To do: Output the data from the line that has "Where can the bowl interior" through the line that has "point(62, 162)" as a two-column CSV with the headers text and answer. Give one row per item, with its wording in one quoted field and its answer in the other, and turn any line breaks into spaces.
━━━━━━━━
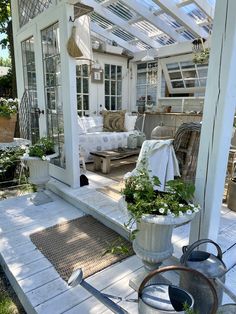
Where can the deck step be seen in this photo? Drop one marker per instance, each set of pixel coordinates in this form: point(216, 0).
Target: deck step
point(94, 203)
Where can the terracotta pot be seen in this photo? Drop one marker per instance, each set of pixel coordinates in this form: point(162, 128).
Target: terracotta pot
point(7, 129)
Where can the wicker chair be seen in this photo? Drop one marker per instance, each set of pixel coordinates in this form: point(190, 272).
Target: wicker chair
point(186, 146)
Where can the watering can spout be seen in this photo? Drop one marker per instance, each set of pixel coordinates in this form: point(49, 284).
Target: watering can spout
point(76, 279)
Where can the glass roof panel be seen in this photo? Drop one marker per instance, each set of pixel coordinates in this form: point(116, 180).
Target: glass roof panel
point(121, 10)
point(147, 28)
point(123, 34)
point(101, 21)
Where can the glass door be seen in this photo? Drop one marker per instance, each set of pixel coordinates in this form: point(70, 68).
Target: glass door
point(52, 90)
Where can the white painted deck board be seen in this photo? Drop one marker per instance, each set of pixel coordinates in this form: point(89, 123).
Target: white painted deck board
point(36, 281)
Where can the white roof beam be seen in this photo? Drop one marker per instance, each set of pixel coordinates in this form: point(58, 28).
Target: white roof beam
point(170, 8)
point(121, 23)
point(206, 8)
point(106, 3)
point(183, 3)
point(151, 18)
point(102, 32)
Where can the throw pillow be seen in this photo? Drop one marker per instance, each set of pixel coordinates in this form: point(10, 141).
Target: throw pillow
point(130, 122)
point(113, 121)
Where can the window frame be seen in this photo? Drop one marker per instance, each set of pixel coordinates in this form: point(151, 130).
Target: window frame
point(180, 60)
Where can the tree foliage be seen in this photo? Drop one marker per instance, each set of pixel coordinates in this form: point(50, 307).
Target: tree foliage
point(5, 18)
point(7, 41)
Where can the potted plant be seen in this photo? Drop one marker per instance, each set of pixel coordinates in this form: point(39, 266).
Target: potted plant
point(8, 111)
point(38, 157)
point(156, 214)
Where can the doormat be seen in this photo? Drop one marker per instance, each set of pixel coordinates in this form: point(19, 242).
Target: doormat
point(113, 191)
point(80, 243)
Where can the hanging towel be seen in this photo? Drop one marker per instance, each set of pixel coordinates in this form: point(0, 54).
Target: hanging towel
point(158, 157)
point(83, 39)
point(72, 46)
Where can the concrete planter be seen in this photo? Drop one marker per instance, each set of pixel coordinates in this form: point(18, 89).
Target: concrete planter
point(7, 129)
point(153, 240)
point(39, 175)
point(231, 195)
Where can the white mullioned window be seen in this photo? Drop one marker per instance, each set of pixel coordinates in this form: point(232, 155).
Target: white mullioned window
point(113, 87)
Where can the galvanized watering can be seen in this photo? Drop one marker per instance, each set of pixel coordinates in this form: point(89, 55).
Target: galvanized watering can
point(153, 298)
point(208, 264)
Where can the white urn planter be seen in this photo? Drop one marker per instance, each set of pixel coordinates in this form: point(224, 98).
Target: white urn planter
point(152, 243)
point(39, 175)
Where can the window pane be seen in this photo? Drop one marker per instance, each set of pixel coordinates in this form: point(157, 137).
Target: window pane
point(113, 87)
point(113, 72)
point(119, 103)
point(119, 72)
point(107, 87)
point(175, 75)
point(85, 85)
point(119, 87)
point(79, 102)
point(85, 70)
point(172, 66)
point(86, 102)
point(78, 81)
point(177, 84)
point(107, 71)
point(107, 102)
point(113, 103)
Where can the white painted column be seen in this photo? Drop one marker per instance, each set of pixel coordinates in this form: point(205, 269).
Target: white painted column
point(68, 69)
point(217, 123)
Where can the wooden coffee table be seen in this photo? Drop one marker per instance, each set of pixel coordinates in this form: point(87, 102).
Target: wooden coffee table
point(102, 159)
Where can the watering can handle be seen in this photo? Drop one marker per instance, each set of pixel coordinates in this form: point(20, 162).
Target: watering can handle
point(181, 268)
point(187, 250)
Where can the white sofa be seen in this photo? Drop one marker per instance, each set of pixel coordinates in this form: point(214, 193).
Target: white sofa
point(92, 137)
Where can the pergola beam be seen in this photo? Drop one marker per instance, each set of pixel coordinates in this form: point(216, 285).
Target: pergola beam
point(217, 124)
point(102, 32)
point(170, 8)
point(104, 12)
point(153, 19)
point(206, 8)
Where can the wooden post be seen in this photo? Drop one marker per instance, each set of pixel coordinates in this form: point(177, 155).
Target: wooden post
point(219, 109)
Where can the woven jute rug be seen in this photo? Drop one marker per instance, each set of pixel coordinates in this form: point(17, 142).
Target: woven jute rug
point(82, 242)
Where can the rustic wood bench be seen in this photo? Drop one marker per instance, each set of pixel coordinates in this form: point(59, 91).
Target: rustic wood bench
point(102, 159)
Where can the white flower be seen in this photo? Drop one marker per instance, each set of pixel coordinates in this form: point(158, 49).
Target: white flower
point(162, 210)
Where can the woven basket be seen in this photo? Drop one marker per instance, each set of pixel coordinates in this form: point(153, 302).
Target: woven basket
point(7, 129)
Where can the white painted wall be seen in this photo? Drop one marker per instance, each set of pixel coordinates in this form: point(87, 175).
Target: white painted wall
point(97, 90)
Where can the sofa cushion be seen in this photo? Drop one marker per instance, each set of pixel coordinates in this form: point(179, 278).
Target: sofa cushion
point(113, 121)
point(130, 122)
point(93, 124)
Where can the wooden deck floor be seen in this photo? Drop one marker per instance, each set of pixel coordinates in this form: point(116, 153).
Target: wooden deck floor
point(36, 282)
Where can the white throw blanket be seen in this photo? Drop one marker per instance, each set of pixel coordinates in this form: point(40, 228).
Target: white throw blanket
point(158, 157)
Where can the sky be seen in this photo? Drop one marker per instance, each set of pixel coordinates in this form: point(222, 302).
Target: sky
point(3, 52)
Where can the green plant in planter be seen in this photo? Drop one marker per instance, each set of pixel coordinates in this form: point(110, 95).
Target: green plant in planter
point(142, 197)
point(8, 107)
point(44, 147)
point(202, 57)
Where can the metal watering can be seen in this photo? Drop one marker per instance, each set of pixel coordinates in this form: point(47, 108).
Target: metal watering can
point(208, 264)
point(153, 298)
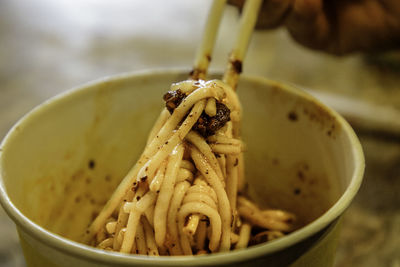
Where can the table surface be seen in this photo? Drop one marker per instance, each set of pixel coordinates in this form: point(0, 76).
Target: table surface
point(49, 46)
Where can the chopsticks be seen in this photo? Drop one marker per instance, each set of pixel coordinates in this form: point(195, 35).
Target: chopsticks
point(246, 27)
point(203, 56)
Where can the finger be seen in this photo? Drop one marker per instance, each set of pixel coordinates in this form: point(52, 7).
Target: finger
point(309, 25)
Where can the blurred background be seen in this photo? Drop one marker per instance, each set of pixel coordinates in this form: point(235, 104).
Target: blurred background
point(48, 47)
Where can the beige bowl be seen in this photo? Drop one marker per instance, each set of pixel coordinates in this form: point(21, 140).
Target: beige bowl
point(60, 163)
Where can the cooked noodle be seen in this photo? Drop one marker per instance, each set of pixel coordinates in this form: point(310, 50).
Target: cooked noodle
point(182, 196)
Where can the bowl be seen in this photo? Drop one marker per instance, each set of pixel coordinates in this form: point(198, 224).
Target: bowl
point(60, 163)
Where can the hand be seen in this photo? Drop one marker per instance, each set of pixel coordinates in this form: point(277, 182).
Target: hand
point(335, 26)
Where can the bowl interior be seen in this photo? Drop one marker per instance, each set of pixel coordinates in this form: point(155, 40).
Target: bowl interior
point(62, 162)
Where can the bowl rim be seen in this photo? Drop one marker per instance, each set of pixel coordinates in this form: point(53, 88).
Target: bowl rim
point(82, 251)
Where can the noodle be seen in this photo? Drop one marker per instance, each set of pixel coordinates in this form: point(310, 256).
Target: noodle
point(181, 197)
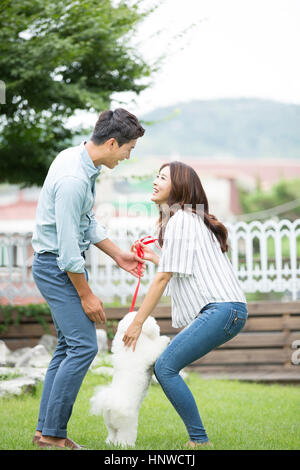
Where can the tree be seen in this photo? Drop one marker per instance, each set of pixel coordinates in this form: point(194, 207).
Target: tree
point(58, 56)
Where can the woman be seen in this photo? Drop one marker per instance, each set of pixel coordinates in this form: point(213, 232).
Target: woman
point(206, 296)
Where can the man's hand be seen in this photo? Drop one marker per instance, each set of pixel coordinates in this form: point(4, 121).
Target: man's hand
point(132, 334)
point(129, 262)
point(93, 308)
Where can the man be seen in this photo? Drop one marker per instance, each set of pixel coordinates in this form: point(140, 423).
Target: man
point(65, 228)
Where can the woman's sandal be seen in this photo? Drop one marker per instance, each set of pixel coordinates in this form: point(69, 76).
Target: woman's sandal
point(194, 445)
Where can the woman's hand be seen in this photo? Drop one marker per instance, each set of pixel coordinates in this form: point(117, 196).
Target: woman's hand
point(149, 254)
point(132, 334)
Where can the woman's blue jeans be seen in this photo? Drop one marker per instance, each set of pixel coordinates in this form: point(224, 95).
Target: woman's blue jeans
point(216, 324)
point(76, 347)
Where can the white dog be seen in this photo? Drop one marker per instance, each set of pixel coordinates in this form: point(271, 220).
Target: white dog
point(119, 403)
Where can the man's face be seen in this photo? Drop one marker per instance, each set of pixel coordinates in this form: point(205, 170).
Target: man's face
point(117, 154)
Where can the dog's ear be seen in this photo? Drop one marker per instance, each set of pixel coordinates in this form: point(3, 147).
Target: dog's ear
point(151, 328)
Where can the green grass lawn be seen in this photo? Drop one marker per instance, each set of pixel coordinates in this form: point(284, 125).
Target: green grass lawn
point(236, 415)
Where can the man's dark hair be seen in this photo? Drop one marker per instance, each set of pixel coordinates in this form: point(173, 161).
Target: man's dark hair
point(119, 124)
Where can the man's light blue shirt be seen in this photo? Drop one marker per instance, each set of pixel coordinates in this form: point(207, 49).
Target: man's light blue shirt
point(65, 221)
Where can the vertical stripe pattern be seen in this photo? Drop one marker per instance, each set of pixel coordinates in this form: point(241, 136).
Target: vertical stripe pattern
point(201, 272)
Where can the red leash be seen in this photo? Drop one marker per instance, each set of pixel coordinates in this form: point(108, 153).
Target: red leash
point(140, 252)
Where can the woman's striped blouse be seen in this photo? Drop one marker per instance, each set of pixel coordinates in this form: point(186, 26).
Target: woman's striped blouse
point(201, 272)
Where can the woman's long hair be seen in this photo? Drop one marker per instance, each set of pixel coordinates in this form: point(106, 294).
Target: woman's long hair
point(187, 191)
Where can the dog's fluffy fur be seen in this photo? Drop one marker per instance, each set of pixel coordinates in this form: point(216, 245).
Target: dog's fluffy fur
point(119, 402)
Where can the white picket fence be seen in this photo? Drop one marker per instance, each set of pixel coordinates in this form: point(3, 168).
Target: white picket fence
point(265, 257)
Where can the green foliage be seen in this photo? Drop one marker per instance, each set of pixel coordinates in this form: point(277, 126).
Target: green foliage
point(246, 128)
point(284, 191)
point(236, 416)
point(58, 57)
point(13, 315)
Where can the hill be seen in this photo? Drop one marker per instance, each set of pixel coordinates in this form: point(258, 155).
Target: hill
point(226, 127)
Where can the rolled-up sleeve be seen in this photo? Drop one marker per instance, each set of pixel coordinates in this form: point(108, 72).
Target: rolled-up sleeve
point(69, 197)
point(96, 232)
point(179, 244)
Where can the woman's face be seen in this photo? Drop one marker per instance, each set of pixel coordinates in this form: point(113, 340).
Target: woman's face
point(162, 186)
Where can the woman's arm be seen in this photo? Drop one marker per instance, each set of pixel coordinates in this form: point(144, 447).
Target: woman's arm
point(152, 298)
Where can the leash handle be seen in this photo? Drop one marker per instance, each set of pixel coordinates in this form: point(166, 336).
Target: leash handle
point(140, 252)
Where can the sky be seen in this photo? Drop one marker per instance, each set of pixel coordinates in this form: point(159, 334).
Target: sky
point(230, 49)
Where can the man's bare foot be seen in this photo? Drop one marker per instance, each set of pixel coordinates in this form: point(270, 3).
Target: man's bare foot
point(193, 444)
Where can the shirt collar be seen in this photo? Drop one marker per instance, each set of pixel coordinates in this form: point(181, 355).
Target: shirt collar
point(87, 162)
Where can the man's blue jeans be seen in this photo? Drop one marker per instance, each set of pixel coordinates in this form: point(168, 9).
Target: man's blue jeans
point(217, 323)
point(76, 348)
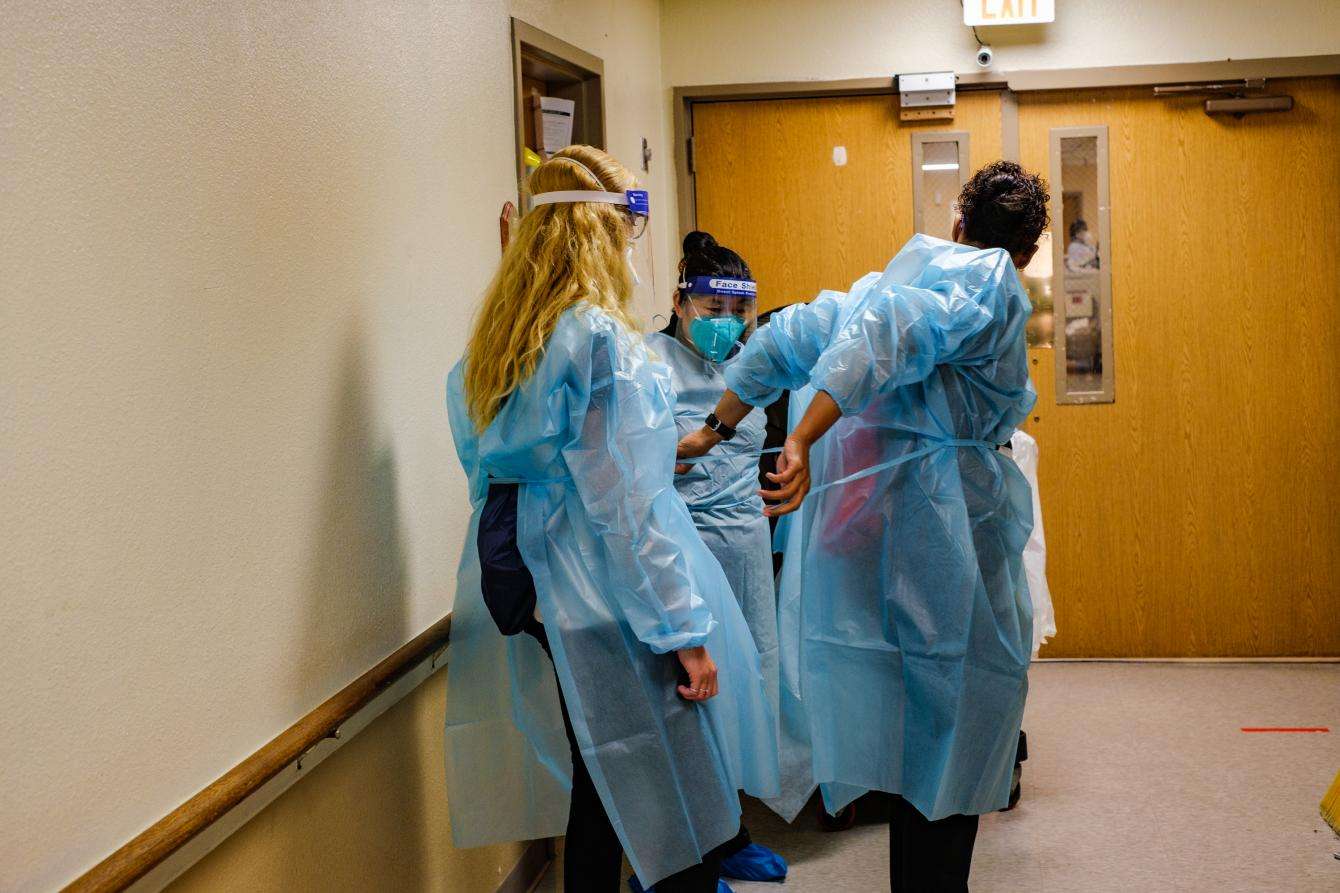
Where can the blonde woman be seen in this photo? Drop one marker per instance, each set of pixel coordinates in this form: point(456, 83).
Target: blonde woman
point(580, 549)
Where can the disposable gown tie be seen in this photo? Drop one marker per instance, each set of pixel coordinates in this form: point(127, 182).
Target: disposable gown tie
point(905, 618)
point(622, 579)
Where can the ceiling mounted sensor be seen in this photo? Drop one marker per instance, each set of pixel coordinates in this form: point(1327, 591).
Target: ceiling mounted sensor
point(927, 95)
point(1234, 98)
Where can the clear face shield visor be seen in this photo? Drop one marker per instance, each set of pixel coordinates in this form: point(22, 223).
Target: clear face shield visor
point(637, 209)
point(717, 314)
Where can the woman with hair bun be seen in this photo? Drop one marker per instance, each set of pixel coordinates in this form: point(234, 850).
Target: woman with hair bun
point(714, 311)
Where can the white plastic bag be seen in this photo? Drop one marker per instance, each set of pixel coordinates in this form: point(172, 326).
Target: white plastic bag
point(1024, 449)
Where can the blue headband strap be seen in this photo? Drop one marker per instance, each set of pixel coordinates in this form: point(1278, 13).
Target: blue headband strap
point(717, 286)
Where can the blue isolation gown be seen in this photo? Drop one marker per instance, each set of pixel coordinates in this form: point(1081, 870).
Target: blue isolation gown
point(722, 494)
point(906, 625)
point(622, 579)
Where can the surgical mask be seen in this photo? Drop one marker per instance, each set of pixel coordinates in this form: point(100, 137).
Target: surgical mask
point(718, 313)
point(716, 335)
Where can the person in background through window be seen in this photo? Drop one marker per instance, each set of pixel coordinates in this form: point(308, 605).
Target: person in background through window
point(1082, 254)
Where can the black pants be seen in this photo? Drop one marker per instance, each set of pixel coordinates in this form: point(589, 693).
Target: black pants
point(929, 857)
point(592, 856)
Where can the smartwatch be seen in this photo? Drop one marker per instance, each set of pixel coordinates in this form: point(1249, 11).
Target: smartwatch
point(722, 429)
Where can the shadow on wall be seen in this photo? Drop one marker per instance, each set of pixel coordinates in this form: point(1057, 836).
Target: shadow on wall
point(358, 613)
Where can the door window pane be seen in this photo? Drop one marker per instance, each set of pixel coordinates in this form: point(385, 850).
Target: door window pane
point(940, 170)
point(1082, 319)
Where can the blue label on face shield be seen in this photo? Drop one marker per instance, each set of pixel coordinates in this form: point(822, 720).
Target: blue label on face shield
point(638, 203)
point(716, 335)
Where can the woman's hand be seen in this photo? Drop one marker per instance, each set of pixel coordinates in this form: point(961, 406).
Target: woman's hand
point(792, 478)
point(696, 444)
point(702, 675)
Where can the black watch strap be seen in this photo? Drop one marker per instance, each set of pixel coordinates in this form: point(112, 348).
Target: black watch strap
point(724, 431)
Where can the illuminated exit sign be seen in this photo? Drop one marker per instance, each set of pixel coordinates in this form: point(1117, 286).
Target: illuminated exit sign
point(978, 12)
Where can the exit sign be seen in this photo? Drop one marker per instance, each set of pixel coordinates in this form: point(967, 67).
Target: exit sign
point(978, 12)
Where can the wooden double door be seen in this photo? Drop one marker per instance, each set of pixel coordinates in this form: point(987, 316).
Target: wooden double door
point(1197, 514)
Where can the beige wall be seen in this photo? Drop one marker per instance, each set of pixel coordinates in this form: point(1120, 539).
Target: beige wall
point(371, 817)
point(241, 246)
point(757, 40)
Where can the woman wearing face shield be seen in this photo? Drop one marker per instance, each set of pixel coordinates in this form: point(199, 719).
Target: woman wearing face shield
point(714, 311)
point(582, 567)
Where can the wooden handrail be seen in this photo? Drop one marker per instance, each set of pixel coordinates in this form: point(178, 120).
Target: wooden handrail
point(165, 837)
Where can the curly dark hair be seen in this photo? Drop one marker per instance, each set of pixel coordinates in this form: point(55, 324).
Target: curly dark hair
point(1004, 207)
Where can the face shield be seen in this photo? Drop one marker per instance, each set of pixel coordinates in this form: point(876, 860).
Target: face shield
point(638, 211)
point(720, 313)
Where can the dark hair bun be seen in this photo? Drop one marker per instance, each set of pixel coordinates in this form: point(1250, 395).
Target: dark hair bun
point(698, 243)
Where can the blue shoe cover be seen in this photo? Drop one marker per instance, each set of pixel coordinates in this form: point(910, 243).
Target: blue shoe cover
point(637, 886)
point(755, 862)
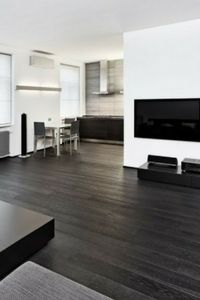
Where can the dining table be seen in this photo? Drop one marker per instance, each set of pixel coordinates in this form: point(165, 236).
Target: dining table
point(56, 130)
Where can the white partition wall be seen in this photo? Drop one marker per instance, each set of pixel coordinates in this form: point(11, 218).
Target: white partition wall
point(162, 62)
point(5, 89)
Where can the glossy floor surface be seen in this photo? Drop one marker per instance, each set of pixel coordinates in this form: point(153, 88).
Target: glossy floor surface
point(125, 238)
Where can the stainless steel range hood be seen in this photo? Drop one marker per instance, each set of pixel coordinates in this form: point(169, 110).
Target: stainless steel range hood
point(104, 89)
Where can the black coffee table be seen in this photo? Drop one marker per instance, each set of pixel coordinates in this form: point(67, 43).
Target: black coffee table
point(22, 233)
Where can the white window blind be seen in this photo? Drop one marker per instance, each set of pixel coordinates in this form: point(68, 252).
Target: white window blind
point(5, 89)
point(70, 94)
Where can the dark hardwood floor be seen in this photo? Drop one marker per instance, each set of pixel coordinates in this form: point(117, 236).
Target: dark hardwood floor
point(125, 238)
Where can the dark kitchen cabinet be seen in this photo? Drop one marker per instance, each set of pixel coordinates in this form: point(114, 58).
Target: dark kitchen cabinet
point(101, 128)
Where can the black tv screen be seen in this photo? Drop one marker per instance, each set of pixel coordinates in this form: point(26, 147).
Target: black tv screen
point(173, 119)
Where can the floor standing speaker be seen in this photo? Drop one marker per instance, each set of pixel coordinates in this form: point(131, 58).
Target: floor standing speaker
point(24, 137)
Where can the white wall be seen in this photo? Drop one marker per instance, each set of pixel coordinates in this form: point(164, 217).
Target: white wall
point(39, 106)
point(162, 62)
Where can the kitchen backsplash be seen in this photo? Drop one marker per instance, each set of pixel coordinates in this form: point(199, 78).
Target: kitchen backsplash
point(111, 104)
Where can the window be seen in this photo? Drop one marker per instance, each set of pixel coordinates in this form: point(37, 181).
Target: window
point(70, 94)
point(5, 89)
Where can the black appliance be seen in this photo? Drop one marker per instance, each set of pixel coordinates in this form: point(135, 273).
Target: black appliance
point(162, 160)
point(170, 119)
point(190, 165)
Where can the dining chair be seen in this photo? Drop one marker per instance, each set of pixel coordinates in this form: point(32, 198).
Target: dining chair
point(73, 135)
point(40, 133)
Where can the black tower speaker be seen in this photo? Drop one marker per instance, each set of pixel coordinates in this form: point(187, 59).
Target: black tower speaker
point(24, 137)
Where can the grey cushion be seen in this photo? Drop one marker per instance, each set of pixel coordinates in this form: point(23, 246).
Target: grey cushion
point(31, 281)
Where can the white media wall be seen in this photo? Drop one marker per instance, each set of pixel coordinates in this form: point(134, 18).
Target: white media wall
point(161, 62)
point(38, 105)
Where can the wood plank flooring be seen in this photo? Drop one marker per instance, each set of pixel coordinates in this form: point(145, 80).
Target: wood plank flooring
point(125, 238)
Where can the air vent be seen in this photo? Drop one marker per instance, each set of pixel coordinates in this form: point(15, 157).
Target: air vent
point(41, 62)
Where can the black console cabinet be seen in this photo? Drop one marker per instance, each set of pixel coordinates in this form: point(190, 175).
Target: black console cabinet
point(102, 128)
point(168, 175)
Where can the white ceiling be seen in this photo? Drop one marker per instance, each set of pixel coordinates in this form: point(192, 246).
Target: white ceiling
point(85, 29)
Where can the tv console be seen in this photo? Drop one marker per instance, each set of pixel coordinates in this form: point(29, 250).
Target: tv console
point(169, 175)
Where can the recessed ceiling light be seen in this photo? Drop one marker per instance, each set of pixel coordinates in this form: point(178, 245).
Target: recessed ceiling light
point(43, 52)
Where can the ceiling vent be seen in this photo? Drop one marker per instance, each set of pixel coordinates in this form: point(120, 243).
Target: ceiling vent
point(41, 62)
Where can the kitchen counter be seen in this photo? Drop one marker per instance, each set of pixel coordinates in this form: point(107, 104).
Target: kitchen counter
point(102, 128)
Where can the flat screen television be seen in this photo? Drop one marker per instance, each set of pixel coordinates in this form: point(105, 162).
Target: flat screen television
point(168, 119)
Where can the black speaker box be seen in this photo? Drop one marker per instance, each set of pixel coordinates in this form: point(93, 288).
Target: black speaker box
point(162, 160)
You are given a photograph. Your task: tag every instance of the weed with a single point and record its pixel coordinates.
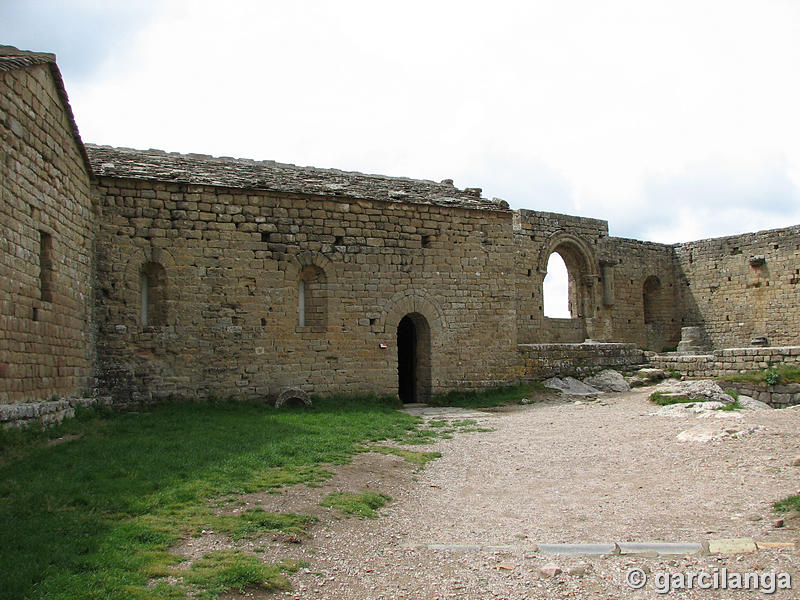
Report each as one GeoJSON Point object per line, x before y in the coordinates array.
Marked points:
{"type": "Point", "coordinates": [417, 458]}
{"type": "Point", "coordinates": [363, 504]}
{"type": "Point", "coordinates": [223, 570]}
{"type": "Point", "coordinates": [787, 504]}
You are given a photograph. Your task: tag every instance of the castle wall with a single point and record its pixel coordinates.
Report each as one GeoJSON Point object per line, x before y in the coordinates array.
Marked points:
{"type": "Point", "coordinates": [227, 322]}
{"type": "Point", "coordinates": [46, 233]}
{"type": "Point", "coordinates": [744, 286]}
{"type": "Point", "coordinates": [607, 281]}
━━━━━━━━
The result:
text,answer
"Where can the bowl interior be seen in this photo? Drop one marker per instance, each set of pixel coordinates in this form: point(155, 40). Target: bowl interior","point(62, 162)"